━━ Document extract

Paul Tobias leaves, replaced by Richard Fortus, ex-Psychedelic Furs.
August 2002
Chinese Democracy world tour begins, with album of the same name still, ironically, unfinished. Even more ironically, the tour begins in Hong Kong, possibly the only place where the notion of Chinese Democracy seems even more dysfunctional. Asian and European concerts follow, along with "surprise" appearance at MTV Awards.
November 2002
North American leg of Chinese Democracy tour begins. First show, in Vancouver, is cancelled when Rose fails to show up. Riot ensues.
December 2002
GN'R fail to show up at Philadelphia show. Riot ensues. Tour cancelled.
June 2003
Tommy Stinson tells Billboard that Chinese Democracy will be released before the end of the year.
February 2004
Universal Records inform Rose that paying for the Chinese Democracy's completion is now his problem.
March 2004
GN'R's Greatest Hits released, despite legal attempts to prevent it by Axl, Slash and Duff. Buckethead quits. A statement from GN'R describes Buckethead as "inconsistent and erratic in both his behaviour and his commitment", which is like being called "damp" by a fish.
August 2005
Slash and Duff launch legal proceedings against Axl Rose, accusing him of cheating them out of royalties.

━━━━
━━ Data extracts

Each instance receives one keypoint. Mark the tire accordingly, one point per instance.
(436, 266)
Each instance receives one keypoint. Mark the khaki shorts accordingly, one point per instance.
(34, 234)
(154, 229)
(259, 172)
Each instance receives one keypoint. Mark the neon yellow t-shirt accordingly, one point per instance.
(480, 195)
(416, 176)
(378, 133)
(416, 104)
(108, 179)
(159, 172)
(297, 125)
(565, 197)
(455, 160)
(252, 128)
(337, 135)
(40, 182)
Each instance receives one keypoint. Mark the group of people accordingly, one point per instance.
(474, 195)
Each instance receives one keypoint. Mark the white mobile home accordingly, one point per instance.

━━━━

Actions to take
**A)** In the Chinese Democracy timeline, who replaced Paul Tobias?
**B)** Using the Chinese Democracy timeline, explain why the start of the tour in August 2002 is described as ironic.

Answers to this exercise
**A)** Richard Fortus, formerly of the Psychedelic Furs.

**B)** The tour shared its name with the album, which was still unfinished. It was even more ironic that the tour began in Hong Kong, possibly the only place where the idea of Chinese democracy seems even more dysfunctional.